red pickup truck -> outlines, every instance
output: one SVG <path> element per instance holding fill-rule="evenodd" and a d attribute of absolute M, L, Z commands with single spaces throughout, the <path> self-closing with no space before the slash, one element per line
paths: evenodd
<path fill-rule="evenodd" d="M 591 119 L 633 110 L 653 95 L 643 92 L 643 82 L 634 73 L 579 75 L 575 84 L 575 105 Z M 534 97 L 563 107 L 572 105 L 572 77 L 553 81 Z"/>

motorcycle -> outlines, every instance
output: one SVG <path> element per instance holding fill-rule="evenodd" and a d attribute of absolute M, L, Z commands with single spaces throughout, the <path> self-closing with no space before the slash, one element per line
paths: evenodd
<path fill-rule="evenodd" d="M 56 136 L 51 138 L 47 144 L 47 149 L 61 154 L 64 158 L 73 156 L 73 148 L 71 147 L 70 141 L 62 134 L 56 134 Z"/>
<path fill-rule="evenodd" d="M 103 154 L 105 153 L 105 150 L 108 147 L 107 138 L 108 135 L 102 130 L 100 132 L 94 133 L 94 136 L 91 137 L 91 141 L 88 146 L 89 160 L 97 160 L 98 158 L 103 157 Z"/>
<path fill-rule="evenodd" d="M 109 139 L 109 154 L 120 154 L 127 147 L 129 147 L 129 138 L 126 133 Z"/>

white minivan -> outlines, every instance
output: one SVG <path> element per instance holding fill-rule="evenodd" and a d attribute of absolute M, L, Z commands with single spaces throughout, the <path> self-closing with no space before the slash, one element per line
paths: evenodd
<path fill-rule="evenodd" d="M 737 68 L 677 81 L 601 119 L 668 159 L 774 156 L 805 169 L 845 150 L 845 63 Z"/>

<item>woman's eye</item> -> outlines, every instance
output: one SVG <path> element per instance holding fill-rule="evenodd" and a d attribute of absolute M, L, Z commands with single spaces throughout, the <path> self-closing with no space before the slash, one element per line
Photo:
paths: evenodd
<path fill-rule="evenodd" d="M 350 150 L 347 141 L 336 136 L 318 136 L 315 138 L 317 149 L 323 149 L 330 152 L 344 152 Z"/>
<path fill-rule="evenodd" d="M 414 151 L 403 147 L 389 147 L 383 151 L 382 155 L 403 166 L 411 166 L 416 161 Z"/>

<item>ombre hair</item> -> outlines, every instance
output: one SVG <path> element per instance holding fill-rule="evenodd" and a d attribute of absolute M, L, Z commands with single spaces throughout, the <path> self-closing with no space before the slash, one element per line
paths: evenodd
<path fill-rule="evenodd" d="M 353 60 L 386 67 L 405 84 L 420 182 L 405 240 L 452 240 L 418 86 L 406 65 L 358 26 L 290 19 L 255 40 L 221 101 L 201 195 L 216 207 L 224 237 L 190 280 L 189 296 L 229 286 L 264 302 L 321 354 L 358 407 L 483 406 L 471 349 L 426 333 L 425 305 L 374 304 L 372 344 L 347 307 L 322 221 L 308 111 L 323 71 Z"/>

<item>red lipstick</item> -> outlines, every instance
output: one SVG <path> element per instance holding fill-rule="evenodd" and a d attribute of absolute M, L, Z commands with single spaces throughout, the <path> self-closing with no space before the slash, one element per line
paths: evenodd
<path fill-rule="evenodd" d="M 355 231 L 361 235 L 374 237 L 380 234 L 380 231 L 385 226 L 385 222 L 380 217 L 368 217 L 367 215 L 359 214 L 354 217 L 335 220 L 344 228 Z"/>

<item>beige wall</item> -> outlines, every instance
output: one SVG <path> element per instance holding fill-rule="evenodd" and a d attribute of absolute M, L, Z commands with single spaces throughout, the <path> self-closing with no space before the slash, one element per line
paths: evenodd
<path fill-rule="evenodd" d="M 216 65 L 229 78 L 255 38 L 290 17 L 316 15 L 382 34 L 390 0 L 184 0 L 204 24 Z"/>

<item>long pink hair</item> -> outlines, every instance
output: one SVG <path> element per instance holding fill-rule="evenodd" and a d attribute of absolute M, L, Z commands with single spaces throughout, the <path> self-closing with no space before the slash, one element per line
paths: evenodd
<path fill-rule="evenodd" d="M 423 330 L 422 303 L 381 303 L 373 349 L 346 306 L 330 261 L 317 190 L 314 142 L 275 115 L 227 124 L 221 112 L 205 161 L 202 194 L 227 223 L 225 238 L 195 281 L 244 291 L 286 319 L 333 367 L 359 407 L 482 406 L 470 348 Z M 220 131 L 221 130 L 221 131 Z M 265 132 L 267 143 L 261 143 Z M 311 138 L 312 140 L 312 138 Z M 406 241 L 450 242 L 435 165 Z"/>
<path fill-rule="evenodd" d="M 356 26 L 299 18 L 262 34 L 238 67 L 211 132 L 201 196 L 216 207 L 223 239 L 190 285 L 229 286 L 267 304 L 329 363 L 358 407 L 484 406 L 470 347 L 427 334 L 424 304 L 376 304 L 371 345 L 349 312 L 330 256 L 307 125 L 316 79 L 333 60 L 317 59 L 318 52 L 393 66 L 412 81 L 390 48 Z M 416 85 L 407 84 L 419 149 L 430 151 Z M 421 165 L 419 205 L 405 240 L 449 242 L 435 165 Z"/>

________________________________________

**THE PROBLEM**
Look over the material above and report each line holding "item".

**EXERCISE OUTPUT**
<item>woman's eye</item> -> outlines, every instance
<item>ombre hair</item> -> outlines, every instance
<item>red lipstick</item> -> outlines, every instance
<item>beige wall</item> -> outlines, every instance
<item>long pink hair</item> -> outlines, every instance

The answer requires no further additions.